━━━━━ Given information

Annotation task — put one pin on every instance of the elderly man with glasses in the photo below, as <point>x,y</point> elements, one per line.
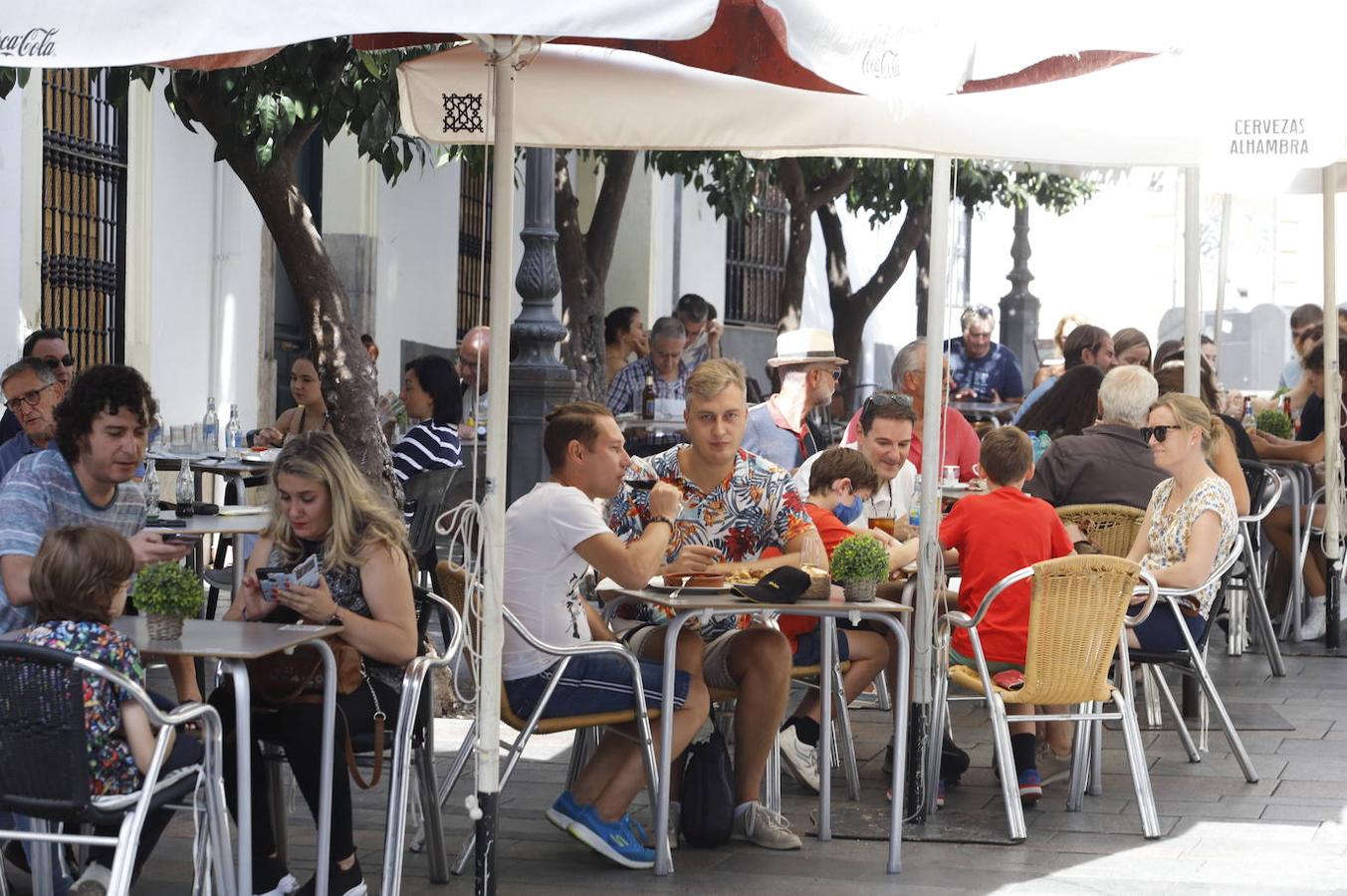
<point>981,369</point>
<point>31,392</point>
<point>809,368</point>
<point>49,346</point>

━━━━━━━━━━
━━━━━ Given information

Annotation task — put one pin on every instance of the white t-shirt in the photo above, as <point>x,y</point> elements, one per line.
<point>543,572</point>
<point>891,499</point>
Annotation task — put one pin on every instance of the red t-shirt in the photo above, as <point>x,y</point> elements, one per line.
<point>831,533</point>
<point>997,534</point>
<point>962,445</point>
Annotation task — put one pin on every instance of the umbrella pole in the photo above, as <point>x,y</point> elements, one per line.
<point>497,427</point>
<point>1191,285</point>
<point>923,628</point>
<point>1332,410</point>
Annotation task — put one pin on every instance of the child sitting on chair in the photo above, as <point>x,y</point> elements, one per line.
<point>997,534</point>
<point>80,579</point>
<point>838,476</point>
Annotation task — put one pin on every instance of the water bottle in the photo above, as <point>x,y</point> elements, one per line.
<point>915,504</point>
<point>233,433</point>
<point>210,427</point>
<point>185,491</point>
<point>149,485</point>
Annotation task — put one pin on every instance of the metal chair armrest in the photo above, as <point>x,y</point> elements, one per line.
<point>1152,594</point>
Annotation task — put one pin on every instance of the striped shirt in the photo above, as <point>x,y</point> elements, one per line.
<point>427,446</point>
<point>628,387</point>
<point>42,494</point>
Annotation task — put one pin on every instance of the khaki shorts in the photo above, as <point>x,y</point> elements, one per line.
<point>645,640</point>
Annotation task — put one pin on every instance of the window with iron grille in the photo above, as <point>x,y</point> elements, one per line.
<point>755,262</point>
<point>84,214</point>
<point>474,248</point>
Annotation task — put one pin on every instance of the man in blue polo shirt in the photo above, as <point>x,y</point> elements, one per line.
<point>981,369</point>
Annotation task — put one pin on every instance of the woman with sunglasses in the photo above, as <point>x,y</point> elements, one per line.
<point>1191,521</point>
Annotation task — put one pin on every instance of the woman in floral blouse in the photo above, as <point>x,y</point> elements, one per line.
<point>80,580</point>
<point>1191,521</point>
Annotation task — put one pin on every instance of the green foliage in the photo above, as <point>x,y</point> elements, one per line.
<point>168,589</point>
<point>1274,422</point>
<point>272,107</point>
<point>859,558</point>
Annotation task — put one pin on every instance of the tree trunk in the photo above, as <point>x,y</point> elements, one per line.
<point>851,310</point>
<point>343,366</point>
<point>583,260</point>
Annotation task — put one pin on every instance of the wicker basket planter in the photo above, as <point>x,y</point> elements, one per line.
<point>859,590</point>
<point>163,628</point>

━━━━━━━━━━
━━━━━ Given information

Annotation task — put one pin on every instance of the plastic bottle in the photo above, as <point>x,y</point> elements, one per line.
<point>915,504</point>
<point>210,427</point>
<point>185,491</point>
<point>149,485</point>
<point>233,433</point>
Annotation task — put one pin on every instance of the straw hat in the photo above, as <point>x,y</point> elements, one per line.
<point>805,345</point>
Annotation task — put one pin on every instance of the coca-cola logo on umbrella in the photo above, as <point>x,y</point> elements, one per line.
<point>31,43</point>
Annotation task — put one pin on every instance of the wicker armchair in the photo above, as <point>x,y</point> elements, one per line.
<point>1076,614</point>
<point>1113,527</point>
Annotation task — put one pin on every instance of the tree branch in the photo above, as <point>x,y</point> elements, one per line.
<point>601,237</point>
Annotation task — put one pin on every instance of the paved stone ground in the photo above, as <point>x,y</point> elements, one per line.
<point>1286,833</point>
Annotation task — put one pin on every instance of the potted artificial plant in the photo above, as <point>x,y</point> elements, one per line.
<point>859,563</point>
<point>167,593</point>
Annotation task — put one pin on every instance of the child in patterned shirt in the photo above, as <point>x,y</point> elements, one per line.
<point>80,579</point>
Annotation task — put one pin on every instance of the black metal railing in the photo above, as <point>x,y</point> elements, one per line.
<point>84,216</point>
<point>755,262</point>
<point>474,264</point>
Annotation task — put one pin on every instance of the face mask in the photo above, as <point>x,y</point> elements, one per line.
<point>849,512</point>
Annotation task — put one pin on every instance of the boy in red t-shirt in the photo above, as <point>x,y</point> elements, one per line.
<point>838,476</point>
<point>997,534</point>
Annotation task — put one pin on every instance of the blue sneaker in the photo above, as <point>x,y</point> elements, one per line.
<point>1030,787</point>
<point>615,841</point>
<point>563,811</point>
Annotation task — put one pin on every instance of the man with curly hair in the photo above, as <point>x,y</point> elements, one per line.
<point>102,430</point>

━━━━━━━━━━

## To be done
Rename "pin" to "marker" throughout the lines between the line holding "of the khaki" and the line holding "<point>163,628</point>", inclusive, and write out only those lines with nothing else changed.

## Exercise response
Annotation task — put one marker on every instance of the khaki shorts in the photo above, as <point>x,y</point> elements, one per line.
<point>645,640</point>
Annotation task — put one marker on every instance of the window with iron grille in the photo above, as <point>x,y</point> elements, one per line.
<point>755,262</point>
<point>84,214</point>
<point>474,248</point>
Annotation task — put one marker on every instance of the man in blue polo shirt in the photo above, as <point>x,y</point> elements, one per line.
<point>981,369</point>
Annotation task — put one marker on every instance of the woman with sunglasses in the photo above, as <point>x,y</point> elements, one per line.
<point>1191,521</point>
Annotation task — put one marker on every instance of the woman in floral blouse in the photo above, as <point>x,y</point> elements, one per line.
<point>80,580</point>
<point>1191,521</point>
Annotation task — put one marker on every instance of the green foliage in the photo above, as <point>x,y</point> elements, one per line.
<point>168,589</point>
<point>1274,422</point>
<point>272,107</point>
<point>859,558</point>
Annotation task — put one marker on every instance of the tree trunk in the photo above, as <point>x,y</point> elements, one per line.
<point>851,310</point>
<point>343,366</point>
<point>583,260</point>
Annotation task — put one marker on every instance of the wicker basket planter in the photo above, as <point>x,y</point> elements, one per line.
<point>859,590</point>
<point>163,628</point>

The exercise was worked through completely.